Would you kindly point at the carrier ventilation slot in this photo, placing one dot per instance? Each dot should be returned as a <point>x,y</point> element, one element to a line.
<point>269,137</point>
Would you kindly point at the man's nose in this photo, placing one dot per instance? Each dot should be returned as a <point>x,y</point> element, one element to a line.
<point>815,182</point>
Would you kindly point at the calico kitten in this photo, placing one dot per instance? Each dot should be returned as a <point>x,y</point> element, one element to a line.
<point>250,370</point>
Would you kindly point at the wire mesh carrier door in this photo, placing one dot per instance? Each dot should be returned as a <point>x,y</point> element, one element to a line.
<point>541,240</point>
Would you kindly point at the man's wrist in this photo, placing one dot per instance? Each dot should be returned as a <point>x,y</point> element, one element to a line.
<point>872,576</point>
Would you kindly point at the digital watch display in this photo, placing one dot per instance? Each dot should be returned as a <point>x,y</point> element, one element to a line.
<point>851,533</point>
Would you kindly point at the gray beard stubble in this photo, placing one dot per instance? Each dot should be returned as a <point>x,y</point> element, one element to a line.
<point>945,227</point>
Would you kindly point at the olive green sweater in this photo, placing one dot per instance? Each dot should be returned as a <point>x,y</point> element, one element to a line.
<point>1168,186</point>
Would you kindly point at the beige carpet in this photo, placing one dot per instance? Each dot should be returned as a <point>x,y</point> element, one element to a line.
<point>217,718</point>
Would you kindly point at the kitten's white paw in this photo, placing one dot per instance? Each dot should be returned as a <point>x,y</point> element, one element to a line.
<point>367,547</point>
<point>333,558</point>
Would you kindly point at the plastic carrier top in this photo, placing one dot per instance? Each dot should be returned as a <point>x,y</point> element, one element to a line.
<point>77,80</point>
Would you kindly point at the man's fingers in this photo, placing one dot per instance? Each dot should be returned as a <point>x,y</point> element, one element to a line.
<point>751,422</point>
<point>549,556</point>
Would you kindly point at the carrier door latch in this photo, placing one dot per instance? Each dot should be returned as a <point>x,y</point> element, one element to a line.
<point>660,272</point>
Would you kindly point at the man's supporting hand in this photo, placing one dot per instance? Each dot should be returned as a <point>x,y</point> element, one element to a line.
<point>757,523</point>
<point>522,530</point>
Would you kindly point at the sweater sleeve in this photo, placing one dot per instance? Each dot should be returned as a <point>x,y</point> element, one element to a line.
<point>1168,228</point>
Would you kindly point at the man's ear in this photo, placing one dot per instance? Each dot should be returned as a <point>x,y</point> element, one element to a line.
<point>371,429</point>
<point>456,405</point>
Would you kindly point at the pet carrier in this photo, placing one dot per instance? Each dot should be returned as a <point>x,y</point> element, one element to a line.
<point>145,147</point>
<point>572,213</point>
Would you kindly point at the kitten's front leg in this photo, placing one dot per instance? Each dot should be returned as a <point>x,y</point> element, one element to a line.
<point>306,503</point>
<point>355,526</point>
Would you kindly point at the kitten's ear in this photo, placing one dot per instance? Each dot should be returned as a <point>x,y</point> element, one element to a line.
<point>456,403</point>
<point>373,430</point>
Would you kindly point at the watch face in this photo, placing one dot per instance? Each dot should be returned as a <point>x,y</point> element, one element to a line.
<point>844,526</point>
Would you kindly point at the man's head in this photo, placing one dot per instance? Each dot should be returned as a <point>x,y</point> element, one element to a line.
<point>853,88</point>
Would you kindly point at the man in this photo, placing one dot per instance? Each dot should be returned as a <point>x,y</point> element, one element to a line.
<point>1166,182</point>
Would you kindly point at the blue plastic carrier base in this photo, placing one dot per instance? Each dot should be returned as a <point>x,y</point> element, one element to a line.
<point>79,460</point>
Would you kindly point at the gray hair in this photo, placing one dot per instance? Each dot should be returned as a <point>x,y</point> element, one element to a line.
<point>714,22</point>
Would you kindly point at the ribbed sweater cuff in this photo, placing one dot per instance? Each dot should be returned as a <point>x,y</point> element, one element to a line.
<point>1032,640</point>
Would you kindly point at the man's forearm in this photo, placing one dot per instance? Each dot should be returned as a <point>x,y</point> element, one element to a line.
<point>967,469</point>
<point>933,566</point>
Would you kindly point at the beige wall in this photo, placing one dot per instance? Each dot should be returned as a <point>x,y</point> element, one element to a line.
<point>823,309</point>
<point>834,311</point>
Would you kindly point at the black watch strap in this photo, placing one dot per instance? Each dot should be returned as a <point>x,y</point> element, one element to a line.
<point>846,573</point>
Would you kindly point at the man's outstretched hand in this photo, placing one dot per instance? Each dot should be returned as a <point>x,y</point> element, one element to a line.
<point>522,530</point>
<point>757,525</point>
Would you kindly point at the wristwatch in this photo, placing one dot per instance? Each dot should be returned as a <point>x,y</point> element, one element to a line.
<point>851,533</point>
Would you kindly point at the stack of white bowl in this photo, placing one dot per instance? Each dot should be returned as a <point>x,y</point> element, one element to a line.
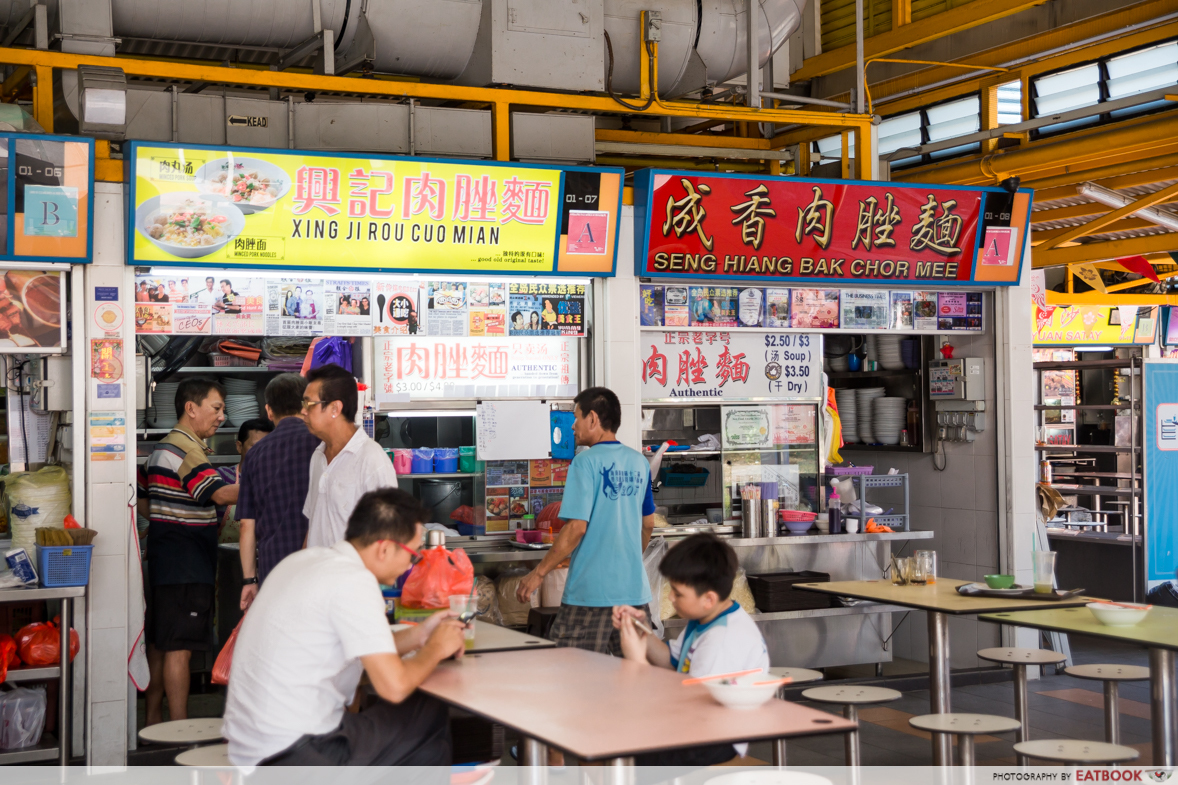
<point>889,356</point>
<point>864,397</point>
<point>889,416</point>
<point>161,411</point>
<point>847,415</point>
<point>240,401</point>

* Stated exercise *
Reproduce every item above word for word, omitting any pictures.

* Solution to this task *
Would you kindly point at the carrier ventilation slot in this photo, placing one dot per instance? Each dot should be returned as a <point>x,y</point> element, one element to a line.
<point>269,137</point>
Would you kindly point at the man's nose in this photo, placing one dot per instance? Each dot should be returned as a <point>x,y</point> element, one element to a line.
<point>815,182</point>
Would you kindly point at the calico kitten in this photo, placing one dot per instance? Each dot should be returned as a <point>x,y</point> element, one element to a line.
<point>250,370</point>
Would you kindly point at the wire mesh carrier door in this photo, placing one dot per instance? Each dot should be returned as a <point>x,y</point> element, one element to a line.
<point>541,240</point>
Would you kindly point at the man's wrist in this photo, placing one dot per instance? Each dot should be returned as a <point>x,y</point> element, one element to a line.
<point>872,576</point>
Would you kindly point at the digital watch display in this photo, placing one dot per instance? Each dot should be returned as a <point>x,y</point> element, one element to a line.
<point>851,533</point>
Would you kindly point at the gray beard stubble in this photo, placing one dot per instance? Each dot should be returned as a <point>x,y</point> element, one element to a line.
<point>945,227</point>
Would you kindly point at the olive green sweater in this photo, placing one dot per instance? Each dot should be returned as a <point>x,y</point> element, one element to a line.
<point>1168,186</point>
Would you kindly point at the beige carpet in this photo, placing one dot per instance? Each dot should be returned as a <point>x,y</point> element, one element to a line.
<point>217,718</point>
Would you kindly point at the kitten's white paw in this photo, placing one dot per instance? Each dot should be returned as a <point>x,y</point> element, one element to a line.
<point>367,547</point>
<point>333,558</point>
Would you kindly point at the plastic carrier top in this photo, placing one dot per instance? Each dot should be returned as a <point>x,y</point> element, one element to a line.
<point>77,80</point>
Would you kindly point at the man's fingers in this photo, placing one dot per instance? Each dot should be returned as a <point>x,y</point> element, one element to a line.
<point>751,422</point>
<point>549,556</point>
Would you kindly point at the carrier door latch in this photo, placing one dot per instance? Each dot should be returned as a <point>x,y</point> element, one element to a line.
<point>660,272</point>
Would you kindly point at the man's supporting hand in this photo, placing one dot per instance? Each dot should be returned as a <point>x,y</point> element, one element to a line.
<point>757,523</point>
<point>522,530</point>
Would you kindly point at the sweater sleeve in this photo, placing one dot per instance? Each dot should be returned as a <point>x,y</point> element, one element to a line.
<point>1168,228</point>
Would you kindly point at the man's ear in this photo, placing one dot per instance? Each dot should be returned as a <point>x,y</point> element, one element to a line.
<point>371,429</point>
<point>456,405</point>
Would you kindly point at the pet carrier in this photo, placing one dot per instance? Each dot should be returned as a <point>x,y</point> element, one element to a line.
<point>145,147</point>
<point>572,213</point>
Would you kindly point at the kitten's front leg in this photo, placing one dot per instance? Each dot should be returned as a <point>x,y</point> element, one element to a line.
<point>306,503</point>
<point>355,526</point>
Would you kindly point at the kitten's ear in this photo, placing one dot per instance? Each dot should be returned as a <point>x,y</point> element, one element to a line.
<point>456,403</point>
<point>373,430</point>
Would you kindly point at the watch face in this photo, placing one dot per instance? Each dot should be returned as a <point>x,y</point> element, one element to a line.
<point>844,526</point>
Would you kindly point at the man's head in this photo, placing one dot per instance? Each dot should be returned as a <point>x,y</point> element, one element to a line.
<point>853,88</point>
Would you kindly point at the man in this photo, placing one dot per instance? Each dot should be returned as a <point>x,y</point> element, one element to a line.
<point>1166,182</point>
Would you kindly point at the blue plastic carrier base in this photo, placing one dot per instance? Each dot should be returned as a <point>x,y</point> element, one element to a line.
<point>79,460</point>
Would you kindly point at the gray hair in this photo, placing one dot per instance? Each dot should be returned as a <point>x,y</point> element, one element to a line.
<point>714,22</point>
Would you kindly point at the ribbed sweater cuff in this photo, placing one dot per instance? Each dot should be returned as a <point>x,y</point> element, one element to a line.
<point>1032,640</point>
Would you kindly point at the man's forearm in this photo, placing one dot per instance? Each dot should be returned as a <point>x,y</point> element, one element to a line.
<point>967,469</point>
<point>933,566</point>
Would you kindly point at the beige wall in this photo, placing one dot per instance? Each dot should be returned as a <point>x,y</point> element, one element to a line.
<point>823,309</point>
<point>834,311</point>
Would you kindly point at the black watch strap in this photo, placing one dot per instance? Each dot should be returned as a <point>x,y</point> element, one element to a line.
<point>846,573</point>
Would you kindly point at the man's outstretched hand in this photo, placing one dot per instance? Each dot should be returned as a <point>x,y</point> element, one element to a line.
<point>522,530</point>
<point>757,525</point>
Would you kindly point at the wristwatch in this photo, placing one dot per instance? Each dot should be returned as a <point>x,y</point> element, one element to a line.
<point>851,533</point>
Would you kindly point at the stack of white bowl in this photo, placing one dot per instance? Each dot should be returned as a <point>x,y</point> element, one element to a line.
<point>889,356</point>
<point>864,397</point>
<point>889,416</point>
<point>161,411</point>
<point>847,415</point>
<point>240,401</point>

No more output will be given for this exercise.